> [PASSAGE GIVEN]
Cube Fundamentals
Cubes are the central building blocks of Olytix Core's semantic layer. They provide a semantic abstraction over your data that defines what can be queried, how metrics are calculated, and how dimensions slice the data.
What is a Cube?
A cube defines:
- Measures: Numeric aggregations (counts, sums, averages)
- Dimensions: Attributes for grouping and filtering
- Joins: Relationships to other cubes
- Segments: Reusable filter conditions
- Pre-aggregations: Cached summaries for performance
Cubes sit between your transformed data models and the queries executed by end users, providing a consistent semantic interface.
┌─────────────────────────────────────────────────────────────┐
│ Data Flow with Cubes │
├─────────────────────────────────────────────────────────────┤
│ │
│ Models (SQL) Cubes (Semantic) Queries │
│ ┌──────────┐ ┌──────────────┐ ┌──────────┐ │
│ │fct_orders│ ──────► │ orders cube │ ◄──── │ API/SQL │ │
│ └──────────┘ │ - measures │ └──────────┘ │
│ │ - dimensions│ │
│ ┌──────────┐ │ - joins │ │
│ │dim_custs │ ──────► └──────────────┘ │
│ └──────────┘ │
│ │
└─────────────────────────────────────────────────────────────┘
Cube File Structure
Cubes are defined in YAML files within the cubes/ directory. Each file can contain one or more cube definitions.

> [AVAILABLE DATA]
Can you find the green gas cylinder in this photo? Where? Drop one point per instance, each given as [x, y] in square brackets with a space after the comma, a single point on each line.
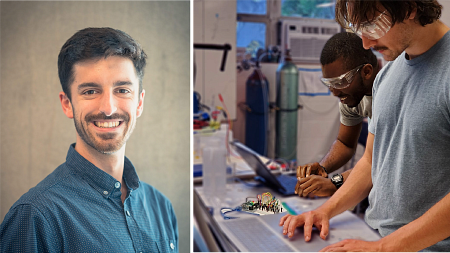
[287, 108]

> [WHAT TO PRODUCE] Duplicate the cube fundamentals text word for word, from its heading through the final sentence.

> [RESULT BELOW]
Cube Fundamentals
Cubes are the central building blocks of Olytix Core's semantic layer. They provide a semantic abstraction over your data that defines what can be queried, how metrics are calculated, and how dimensions slice the data.
What is a Cube?
A cube defines:
- Measures: Numeric aggregations (counts, sums, averages)
- Dimensions: Attributes for grouping and filtering
- Joins: Relationships to other cubes
- Segments: Reusable filter conditions
- Pre-aggregations: Cached summaries for performance
Cubes sit between your transformed data models and the queries executed by end users, providing a consistent semantic interface.
┌─────────────────────────────────────────────────────────────┐
│ Data Flow with Cubes │
├─────────────────────────────────────────────────────────────┤
│ │
│ Models (SQL) Cubes (Semantic) Queries │
│ ┌──────────┐ ┌──────────────┐ ┌──────────┐ │
│ │fct_orders│ ──────► │ orders cube │ ◄──── │ API/SQL │ │
│ └──────────┘ │ - measures │ └──────────┘ │
│ │ - dimensions│ │
│ ┌──────────┐ │ - joins │ │
│ │dim_custs │ ──────► └──────────────┘ │
│ └──────────┘ │
│ │
└─────────────────────────────────────────────────────────────┘
Cube File Structure
Cubes are defined in YAML files within the cubes/ directory. Each file can contain one or more cube definitions.